**Work item:** Present exactly, and only, the lines running from the line that contains "Target: tree trunk" through the end of the entries below.

**Natural-language object grounding data:**
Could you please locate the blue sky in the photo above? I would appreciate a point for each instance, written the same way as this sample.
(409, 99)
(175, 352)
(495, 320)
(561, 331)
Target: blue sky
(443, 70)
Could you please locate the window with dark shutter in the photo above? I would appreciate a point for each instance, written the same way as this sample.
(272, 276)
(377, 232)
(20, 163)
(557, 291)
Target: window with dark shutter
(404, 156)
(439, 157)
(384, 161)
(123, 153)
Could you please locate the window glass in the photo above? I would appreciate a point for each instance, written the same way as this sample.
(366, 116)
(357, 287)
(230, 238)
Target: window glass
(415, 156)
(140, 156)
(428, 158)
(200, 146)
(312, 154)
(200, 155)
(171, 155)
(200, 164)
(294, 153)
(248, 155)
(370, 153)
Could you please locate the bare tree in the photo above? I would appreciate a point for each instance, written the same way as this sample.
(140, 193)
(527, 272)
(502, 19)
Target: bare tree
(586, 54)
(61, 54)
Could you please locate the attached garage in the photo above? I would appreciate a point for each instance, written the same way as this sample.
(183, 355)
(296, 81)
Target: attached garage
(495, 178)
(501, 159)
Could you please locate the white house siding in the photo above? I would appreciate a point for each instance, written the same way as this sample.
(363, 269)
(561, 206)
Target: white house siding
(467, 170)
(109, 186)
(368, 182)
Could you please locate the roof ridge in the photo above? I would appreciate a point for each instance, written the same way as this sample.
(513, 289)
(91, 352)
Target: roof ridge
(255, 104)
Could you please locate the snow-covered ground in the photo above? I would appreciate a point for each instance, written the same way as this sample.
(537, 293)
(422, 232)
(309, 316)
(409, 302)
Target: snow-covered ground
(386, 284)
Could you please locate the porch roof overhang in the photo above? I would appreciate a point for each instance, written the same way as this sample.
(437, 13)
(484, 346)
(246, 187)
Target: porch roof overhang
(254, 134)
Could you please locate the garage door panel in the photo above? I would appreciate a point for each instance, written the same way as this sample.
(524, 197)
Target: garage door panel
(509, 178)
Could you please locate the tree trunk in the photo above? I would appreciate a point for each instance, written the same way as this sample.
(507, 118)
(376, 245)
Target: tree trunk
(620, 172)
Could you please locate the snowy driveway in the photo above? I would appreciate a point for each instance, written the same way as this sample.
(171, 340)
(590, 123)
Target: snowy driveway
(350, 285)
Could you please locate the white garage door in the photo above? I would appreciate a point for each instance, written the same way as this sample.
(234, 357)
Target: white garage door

**Answer to this problem:**
Target: tree trunk
(620, 172)
Could you please locate the snowy driveway in the photo above? I would appreciate a point for each instance, written the same way as this sample.
(171, 340)
(590, 123)
Target: snowy driveway
(350, 285)
Could you please locate the white garage door in the photo above? I would appreciate a point for each instance, written the same way as this sample.
(234, 357)
Target: white garage door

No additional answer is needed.